Medicare Funding Looms Over Governments

CHICAGO - State and local governments - grappling with how to address the unfunded accrued liability of their other post-employment benefits - face another looming fiscal burden in the coming decade as the federal government is pressured to deal with the skyrocketing shortfall of funding Medicare.

The risk to local and state governments currently in the midst of reporting their unfunded health care liabilities to retirees and future retirees on an accrued basis is that the federal government will shift more of the funding burden to a local level by reducing benefits to the elderly significantly, said Thomas R. Saving, whose seven-year tenure as a member of the Social Security Administration and Medicare Trust Funds ended at the start of 2008.

In 12 years, the federal government will need a 10% income tax increase to cover projected shortfalls and keep Medicare solvent, that rises to 45% in 2050. The funding shortfall will eat up 22.4% of income taxes in 2020, 52% in 2040 and 76% in 2080.

If seniors were left to cover the shortfall, the cost of their premiums would skyrocket with payments for Medicare supplements absorbing all of the average retiree's Social Security benefits in 75 years. Even with current taxpayers and retirees sharing the burden, the need for higher premiums, increased payroll taxes and general taxes would still prove unaffordable and do little to curtail the escalating costs.

"You have a big stake ... it is going to make your jobs doubly difficult," Saving said, in his keynote address addressing his comments to government finance officers attending The Bond Buyer's OPEB conference here. "The feds are going to try to put it back on you."

Saving predicted that little will occur in the way of benefit cuts over the next four years, but action is looming within the next decade "The budgetary pressure will be so big, they will have to do something," he said. "We are talking about things happening very fast."

_REQUIREMENT A_
Answer these questions from the article on Medicare funding:
(i) When did Thomas R. Saving's seven-year tenure end?
(ii) What share of income taxes will the funding shortfall eat up in 2040?
(iii) At what event did Saving give his keynote address?
_REQUIREMENT B_
Set down the article on Medicare funding word for word, from "Medicare Funding Looms" up to and including "of funding Medicare.".

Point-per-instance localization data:

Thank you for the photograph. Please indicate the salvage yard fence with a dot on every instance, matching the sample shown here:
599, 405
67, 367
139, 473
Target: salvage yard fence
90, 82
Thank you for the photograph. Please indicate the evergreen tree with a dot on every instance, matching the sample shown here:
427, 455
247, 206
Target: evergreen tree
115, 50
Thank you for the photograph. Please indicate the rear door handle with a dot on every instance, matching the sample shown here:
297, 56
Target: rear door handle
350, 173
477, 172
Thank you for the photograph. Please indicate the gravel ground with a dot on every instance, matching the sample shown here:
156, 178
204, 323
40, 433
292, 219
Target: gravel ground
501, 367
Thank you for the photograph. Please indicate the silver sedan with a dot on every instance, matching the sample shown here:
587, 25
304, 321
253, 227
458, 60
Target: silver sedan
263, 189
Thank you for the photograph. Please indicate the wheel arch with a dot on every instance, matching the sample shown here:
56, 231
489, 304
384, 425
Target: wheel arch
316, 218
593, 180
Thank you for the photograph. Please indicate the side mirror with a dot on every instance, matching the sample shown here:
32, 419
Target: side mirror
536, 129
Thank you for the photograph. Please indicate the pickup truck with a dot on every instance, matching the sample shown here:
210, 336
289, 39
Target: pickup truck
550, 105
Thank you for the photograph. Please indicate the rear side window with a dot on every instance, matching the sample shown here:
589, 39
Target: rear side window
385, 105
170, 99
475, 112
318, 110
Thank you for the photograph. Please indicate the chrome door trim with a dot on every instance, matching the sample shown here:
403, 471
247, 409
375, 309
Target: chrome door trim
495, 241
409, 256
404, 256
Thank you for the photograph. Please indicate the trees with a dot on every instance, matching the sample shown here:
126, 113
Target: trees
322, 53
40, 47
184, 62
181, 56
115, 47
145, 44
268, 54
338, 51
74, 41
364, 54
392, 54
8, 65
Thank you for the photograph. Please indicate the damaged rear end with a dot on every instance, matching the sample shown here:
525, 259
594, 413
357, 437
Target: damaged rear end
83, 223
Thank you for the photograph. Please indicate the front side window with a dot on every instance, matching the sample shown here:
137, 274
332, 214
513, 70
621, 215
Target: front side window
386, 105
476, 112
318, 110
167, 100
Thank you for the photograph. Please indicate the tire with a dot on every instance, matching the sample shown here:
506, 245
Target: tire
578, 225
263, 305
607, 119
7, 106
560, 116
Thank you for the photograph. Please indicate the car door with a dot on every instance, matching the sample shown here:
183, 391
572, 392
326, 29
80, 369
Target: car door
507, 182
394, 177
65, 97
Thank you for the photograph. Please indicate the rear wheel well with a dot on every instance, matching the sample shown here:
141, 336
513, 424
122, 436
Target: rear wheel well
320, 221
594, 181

_TASK SOLUTION A_
(i) At the start of 2008.
(ii) 52%.
(iii) The Bond Buyer's OPEB conference.

_TASK SOLUTION B_
Medicare Funding Looms Over Governments

CHICAGO - State and local governments - grappling with how to address the unfunded accrued liability of their other post-employment benefits - face another looming fiscal burden in the coming decade as the federal government is pressured to deal with the skyrocketing shortfall of funding Medicare.